Academics are working tirelessly to facilitate the development of renewable energy technologies and to advance knowlege on issues of policy. This week we interview Ralph Gottschalg, who is heading up the PV2025 project. An initiative based in the University of Loughborough, which aims to answer a number of questions relating to the development of PV, and how geography, legislation and social factors might impact on the costs and benefits to the country.
1. The project has received big interest from the UK PV industry, do you think this is symptomatic of a desire for a more considered analysis of what is required for successful growth in the UK PV sector?
We have been very lucky with the industrial as well as governmental interest we have received. This is very symptomatic as the overall interest in an analysis of the impact of photovoltaic is growing very quickly. The market is maturing and this involves more involved analysis of PV performance related issues.
2. One of the stated purposes of the project is to overcome current simplicities in the understanding of the UK’s grid infrastructure, in what ways do you believe our current understanding of this infrastructure to be insufficient?
The enhanced understanding will be in the space and time resolution of photovoltaics on the grid. Currently there is limited knowledge of the impact of a weather front moving over the UK and when people speak about a ‘sunny’ day, they assume the entire UK being sunny and the overall impact is always estimated in all systems being on and off at the same time. This is not the case and thus the risks of photovoltaics may be somewhat overestimated. There also is a lack of understanding of the ramp time involved in a weather front moving over the UK, i.e. how quickly is PV power reduced or increased on a national level. This is important for managing the mix of generation being operational at any given time.
3. At this stage what do you see as some possible outcomes of your research? In what ways and for which agencies could the data be of practical use?

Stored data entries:
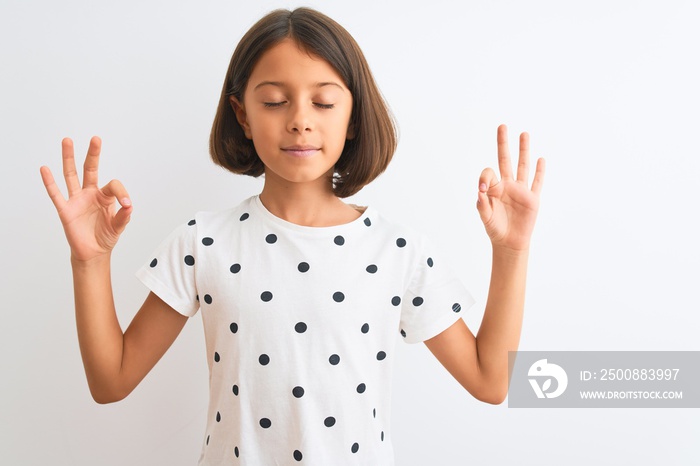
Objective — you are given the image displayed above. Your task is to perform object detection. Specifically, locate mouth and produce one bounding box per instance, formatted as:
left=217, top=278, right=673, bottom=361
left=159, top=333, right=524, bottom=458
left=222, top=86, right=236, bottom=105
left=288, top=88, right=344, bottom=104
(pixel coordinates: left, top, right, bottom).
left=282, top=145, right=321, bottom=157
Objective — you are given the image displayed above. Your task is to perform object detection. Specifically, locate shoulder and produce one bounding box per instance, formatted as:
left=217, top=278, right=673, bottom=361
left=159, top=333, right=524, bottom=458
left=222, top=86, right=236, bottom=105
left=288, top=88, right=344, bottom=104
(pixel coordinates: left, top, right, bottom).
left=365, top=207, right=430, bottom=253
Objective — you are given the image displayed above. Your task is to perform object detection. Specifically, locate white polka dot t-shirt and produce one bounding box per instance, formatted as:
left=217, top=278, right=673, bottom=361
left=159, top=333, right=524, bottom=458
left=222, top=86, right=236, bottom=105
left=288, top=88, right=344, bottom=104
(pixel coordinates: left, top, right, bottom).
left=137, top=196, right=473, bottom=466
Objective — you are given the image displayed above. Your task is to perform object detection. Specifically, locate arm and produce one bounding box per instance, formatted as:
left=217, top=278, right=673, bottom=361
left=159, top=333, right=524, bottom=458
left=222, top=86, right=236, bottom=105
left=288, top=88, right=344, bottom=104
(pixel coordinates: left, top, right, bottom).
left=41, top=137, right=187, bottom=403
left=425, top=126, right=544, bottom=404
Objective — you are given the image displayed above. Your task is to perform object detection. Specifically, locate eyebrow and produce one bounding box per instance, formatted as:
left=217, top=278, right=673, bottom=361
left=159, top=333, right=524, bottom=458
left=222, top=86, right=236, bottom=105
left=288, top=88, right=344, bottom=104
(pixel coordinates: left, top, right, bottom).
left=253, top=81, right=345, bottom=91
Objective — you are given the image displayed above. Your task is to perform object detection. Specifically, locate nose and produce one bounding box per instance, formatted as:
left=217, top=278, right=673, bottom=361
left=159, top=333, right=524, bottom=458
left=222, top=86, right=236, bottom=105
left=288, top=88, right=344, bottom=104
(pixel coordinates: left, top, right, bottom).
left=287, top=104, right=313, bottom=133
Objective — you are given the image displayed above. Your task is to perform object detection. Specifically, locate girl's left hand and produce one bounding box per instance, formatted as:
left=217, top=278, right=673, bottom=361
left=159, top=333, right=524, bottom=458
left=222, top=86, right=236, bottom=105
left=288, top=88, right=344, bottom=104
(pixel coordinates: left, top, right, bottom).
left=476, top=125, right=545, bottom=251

==

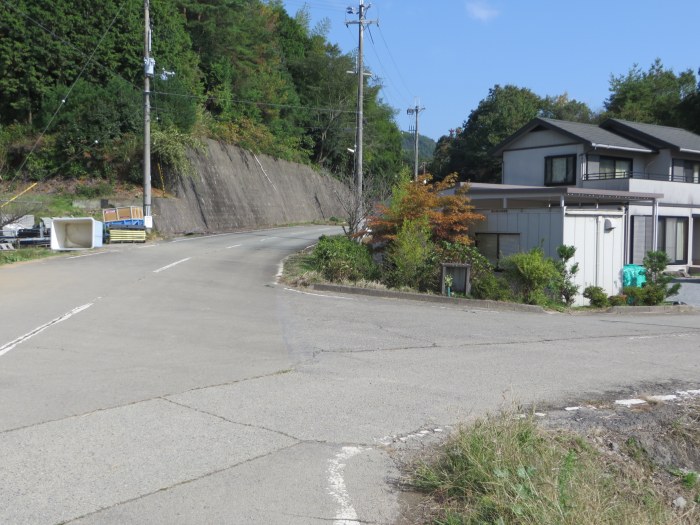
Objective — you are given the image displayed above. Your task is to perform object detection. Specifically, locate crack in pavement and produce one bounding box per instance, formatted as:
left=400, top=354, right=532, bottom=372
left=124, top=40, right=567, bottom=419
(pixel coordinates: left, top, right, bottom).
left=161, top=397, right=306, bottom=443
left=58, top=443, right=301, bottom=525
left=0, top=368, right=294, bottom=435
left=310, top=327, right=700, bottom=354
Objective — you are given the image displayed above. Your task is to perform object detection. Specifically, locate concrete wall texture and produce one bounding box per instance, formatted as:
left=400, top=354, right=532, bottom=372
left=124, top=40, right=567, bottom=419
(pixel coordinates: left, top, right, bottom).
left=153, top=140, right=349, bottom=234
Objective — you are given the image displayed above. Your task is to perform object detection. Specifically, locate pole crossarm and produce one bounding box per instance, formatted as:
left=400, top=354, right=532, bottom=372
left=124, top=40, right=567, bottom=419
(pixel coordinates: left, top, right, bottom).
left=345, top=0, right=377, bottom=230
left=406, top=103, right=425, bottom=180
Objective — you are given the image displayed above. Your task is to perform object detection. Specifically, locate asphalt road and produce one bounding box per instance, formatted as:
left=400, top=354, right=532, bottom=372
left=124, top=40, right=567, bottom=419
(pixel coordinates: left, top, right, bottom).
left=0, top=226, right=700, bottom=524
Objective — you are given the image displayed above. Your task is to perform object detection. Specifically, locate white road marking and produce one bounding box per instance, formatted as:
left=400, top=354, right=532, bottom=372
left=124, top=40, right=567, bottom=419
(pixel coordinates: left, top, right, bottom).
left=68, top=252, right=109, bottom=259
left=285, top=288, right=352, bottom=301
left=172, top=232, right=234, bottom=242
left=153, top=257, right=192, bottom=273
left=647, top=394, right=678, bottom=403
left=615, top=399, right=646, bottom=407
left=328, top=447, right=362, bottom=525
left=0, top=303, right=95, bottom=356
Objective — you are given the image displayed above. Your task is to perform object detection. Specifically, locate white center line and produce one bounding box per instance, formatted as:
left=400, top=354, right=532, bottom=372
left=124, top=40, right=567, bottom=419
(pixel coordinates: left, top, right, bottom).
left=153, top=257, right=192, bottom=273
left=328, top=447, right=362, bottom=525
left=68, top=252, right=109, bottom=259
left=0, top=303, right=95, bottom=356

==

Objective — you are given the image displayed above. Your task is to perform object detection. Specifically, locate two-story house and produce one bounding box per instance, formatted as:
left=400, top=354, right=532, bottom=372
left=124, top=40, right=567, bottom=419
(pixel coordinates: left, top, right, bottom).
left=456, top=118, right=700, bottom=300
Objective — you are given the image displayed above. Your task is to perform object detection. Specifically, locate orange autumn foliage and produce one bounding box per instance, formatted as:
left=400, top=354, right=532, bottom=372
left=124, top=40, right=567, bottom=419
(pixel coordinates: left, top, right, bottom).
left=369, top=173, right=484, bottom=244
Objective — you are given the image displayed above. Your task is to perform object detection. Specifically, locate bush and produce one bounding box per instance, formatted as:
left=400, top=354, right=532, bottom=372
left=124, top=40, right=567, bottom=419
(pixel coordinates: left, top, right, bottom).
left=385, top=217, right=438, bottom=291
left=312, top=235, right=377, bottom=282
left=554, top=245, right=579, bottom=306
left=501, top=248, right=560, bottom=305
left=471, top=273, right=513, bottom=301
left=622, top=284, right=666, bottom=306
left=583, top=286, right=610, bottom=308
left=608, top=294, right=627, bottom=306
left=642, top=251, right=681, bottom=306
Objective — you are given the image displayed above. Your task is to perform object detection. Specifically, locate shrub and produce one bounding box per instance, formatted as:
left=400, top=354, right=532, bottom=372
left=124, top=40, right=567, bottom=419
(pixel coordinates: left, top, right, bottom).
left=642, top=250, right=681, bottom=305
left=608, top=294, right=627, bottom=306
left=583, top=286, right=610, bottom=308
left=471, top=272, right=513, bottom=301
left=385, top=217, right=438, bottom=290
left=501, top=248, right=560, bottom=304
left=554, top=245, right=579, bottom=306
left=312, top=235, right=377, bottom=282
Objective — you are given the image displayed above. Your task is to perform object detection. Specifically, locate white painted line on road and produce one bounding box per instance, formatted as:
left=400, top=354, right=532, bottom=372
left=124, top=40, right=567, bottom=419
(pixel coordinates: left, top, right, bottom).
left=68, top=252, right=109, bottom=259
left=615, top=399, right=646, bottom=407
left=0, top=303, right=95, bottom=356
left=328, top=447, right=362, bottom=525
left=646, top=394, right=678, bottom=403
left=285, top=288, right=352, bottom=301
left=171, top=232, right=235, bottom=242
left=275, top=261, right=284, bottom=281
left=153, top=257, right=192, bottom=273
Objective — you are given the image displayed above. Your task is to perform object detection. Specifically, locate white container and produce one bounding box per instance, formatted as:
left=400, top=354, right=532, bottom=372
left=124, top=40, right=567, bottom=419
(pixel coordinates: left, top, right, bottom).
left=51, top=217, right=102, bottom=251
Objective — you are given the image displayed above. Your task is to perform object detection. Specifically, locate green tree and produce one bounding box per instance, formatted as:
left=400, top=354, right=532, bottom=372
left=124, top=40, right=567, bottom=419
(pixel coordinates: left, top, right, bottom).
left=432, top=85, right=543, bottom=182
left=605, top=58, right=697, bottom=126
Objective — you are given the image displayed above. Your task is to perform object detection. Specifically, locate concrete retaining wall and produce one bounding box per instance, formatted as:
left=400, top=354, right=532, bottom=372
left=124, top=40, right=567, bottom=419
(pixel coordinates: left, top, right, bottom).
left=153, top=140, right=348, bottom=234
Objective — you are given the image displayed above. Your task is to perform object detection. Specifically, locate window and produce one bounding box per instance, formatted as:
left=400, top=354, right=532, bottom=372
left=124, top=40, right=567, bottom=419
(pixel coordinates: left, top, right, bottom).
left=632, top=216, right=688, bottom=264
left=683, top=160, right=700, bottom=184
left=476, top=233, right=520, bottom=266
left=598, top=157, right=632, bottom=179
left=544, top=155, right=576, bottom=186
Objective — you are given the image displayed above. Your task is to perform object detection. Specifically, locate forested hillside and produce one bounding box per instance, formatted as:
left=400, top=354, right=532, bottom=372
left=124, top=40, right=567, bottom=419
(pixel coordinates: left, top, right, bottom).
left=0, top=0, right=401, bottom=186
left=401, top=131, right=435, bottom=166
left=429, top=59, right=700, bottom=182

> [Set of tasks]:
1. In the interview on the PV2025 project, translate the sentence "This is important for managing the mix of generation being operational at any given time." into Spanish.
2. Write the next part of the interview on the PV2025 project, following on from its final line.

> [Answers for each item]:
1. Esto es importante para gestionar la combinación de generación que está en funcionamiento en un momento dado.

2.
The outcomes will come relatively quickly. Starting with a mapping of actual PV generation to locations in the early parts of the projects to regional generation profiles and impact on national transmission in the middle of the project. The data will be useful for agencies government organisation and organisations managing the grid. In certain scenarios, e.g. if the time of generation becomes important or external agencies may impose maximum generation, the models will allow a financial optimisation taking into account the state of the grid.
4. More broadly, as someone who has been involved extensively in the technical aspect of PV where do you believe the next big leaps in PV technologies and efficiencies to come from? And in what form do you expect these to be?
Commercially relevant changes will be largely cost reduction and here the dominant factor is learning by doing and increased market size. There will be some increases in efficiencies, maybe from an increased number of manufacturers offering high efficiency silicon solar cells. I don’t think we will a step change in the industry but a steady increase in commercially achieved efficiencies and reduced costs. There could be some coupling with storage to increase self-consumption in domestic properties but first such a combined systems will need to reach grid parity (i.e. cost of energy equal or cheaper than that purchased from the grid).
We would like to thanks Mr Gottschalg for is participation in the Milk the Sun blog.